DIRECTIONS:
Could you print each of the records below exactly?

··········

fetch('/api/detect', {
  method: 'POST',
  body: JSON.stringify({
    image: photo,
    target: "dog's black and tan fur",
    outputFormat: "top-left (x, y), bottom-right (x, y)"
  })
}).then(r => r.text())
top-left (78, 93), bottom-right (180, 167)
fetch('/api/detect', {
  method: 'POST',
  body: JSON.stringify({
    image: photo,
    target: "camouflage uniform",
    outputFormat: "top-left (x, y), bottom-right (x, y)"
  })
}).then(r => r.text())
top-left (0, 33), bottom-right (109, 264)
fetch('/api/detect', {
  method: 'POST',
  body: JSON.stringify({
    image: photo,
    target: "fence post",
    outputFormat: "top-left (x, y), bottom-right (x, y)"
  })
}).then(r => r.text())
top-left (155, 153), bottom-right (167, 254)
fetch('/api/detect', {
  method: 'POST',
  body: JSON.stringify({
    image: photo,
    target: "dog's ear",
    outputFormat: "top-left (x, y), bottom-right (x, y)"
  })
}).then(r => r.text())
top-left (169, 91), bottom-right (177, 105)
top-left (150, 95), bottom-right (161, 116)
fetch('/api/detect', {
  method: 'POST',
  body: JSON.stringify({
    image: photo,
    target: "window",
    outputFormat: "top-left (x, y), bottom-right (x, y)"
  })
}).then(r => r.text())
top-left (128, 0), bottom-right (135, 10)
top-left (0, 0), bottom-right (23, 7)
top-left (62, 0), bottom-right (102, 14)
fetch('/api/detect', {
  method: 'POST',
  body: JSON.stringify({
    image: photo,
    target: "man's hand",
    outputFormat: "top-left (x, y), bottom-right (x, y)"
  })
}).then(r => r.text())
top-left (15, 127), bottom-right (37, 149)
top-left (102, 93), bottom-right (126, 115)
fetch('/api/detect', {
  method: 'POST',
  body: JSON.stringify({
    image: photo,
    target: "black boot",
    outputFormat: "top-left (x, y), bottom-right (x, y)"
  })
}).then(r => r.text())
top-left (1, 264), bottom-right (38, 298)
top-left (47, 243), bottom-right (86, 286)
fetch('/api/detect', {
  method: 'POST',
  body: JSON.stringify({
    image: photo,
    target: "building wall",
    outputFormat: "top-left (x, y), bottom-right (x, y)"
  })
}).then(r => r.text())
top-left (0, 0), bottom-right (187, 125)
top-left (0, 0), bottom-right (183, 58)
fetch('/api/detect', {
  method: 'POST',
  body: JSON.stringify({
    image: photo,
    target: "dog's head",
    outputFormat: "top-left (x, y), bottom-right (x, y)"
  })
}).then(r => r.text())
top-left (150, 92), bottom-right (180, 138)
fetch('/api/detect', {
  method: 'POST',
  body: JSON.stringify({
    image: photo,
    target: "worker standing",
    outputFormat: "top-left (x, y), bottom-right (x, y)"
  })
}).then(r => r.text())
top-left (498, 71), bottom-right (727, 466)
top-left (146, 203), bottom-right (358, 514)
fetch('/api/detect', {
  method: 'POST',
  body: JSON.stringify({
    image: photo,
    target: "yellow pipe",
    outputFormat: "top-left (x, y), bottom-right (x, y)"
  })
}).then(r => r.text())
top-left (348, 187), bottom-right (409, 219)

··········

RESULT BELOW:
fetch('/api/detect', {
  method: 'POST',
  body: JSON.stringify({
    image: photo,
    target: "dog's black and tan fur",
    outputFormat: "top-left (x, y), bottom-right (x, y)"
  })
}).then(r => r.text())
top-left (78, 93), bottom-right (180, 167)
fetch('/api/detect', {
  method: 'POST',
  body: JSON.stringify({
    image: photo,
    target: "camouflage uniform",
    outputFormat: "top-left (x, y), bottom-right (x, y)"
  })
}).then(r => r.text())
top-left (0, 33), bottom-right (109, 264)
fetch('/api/detect', {
  method: 'POST',
  body: JSON.stringify({
    image: photo,
    target: "fence post",
    outputFormat: "top-left (x, y), bottom-right (x, y)"
  })
}).then(r => r.text())
top-left (155, 153), bottom-right (167, 254)
fetch('/api/detect', {
  method: 'POST',
  body: JSON.stringify({
    image: photo,
    target: "dog's ear",
    outputFormat: "top-left (x, y), bottom-right (x, y)"
  })
}).then(r => r.text())
top-left (169, 91), bottom-right (177, 105)
top-left (150, 95), bottom-right (161, 116)
fetch('/api/detect', {
  method: 'POST',
  body: JSON.stringify({
    image: photo,
    target: "window",
    outputFormat: "top-left (x, y), bottom-right (x, y)"
  })
}).then(r => r.text())
top-left (128, 0), bottom-right (135, 10)
top-left (0, 0), bottom-right (23, 7)
top-left (62, 0), bottom-right (102, 14)
fetch('/api/detect', {
  method: 'POST',
  body: JSON.stringify({
    image: photo,
    target: "man's hand",
    outputFormat: "top-left (x, y), bottom-right (x, y)"
  })
}).then(r => r.text())
top-left (15, 127), bottom-right (37, 149)
top-left (102, 93), bottom-right (126, 115)
fetch('/api/detect', {
  method: 'POST',
  body: JSON.stringify({
    image: photo,
    target: "black boot",
    outputFormat: "top-left (x, y), bottom-right (x, y)"
  })
}).then(r => r.text())
top-left (1, 264), bottom-right (38, 298)
top-left (47, 243), bottom-right (86, 286)
fetch('/api/detect', {
  method: 'POST',
  body: JSON.stringify({
    image: photo,
    target: "building wall",
    outputFormat: "top-left (x, y), bottom-right (x, y)"
  })
}).then(r => r.text())
top-left (0, 0), bottom-right (187, 125)
top-left (0, 0), bottom-right (183, 58)
fetch('/api/detect', {
  method: 'POST',
  body: JSON.stringify({
    image: photo,
    target: "dog's head",
    outputFormat: "top-left (x, y), bottom-right (x, y)"
  })
}).then(r => r.text())
top-left (150, 92), bottom-right (180, 138)
fetch('/api/detect', {
  method: 'POST',
  body: JSON.stringify({
    image: photo,
    target: "worker standing",
    outputFormat: "top-left (x, y), bottom-right (x, y)"
  })
}).then(r => r.text())
top-left (498, 71), bottom-right (727, 466)
top-left (146, 203), bottom-right (358, 514)
fetch('/api/detect', {
  method: 'POST',
  body: JSON.stringify({
    image: photo,
    target: "yellow pipe",
    outputFormat: "top-left (x, y), bottom-right (x, y)"
  })
}).then(r => r.text())
top-left (348, 187), bottom-right (409, 219)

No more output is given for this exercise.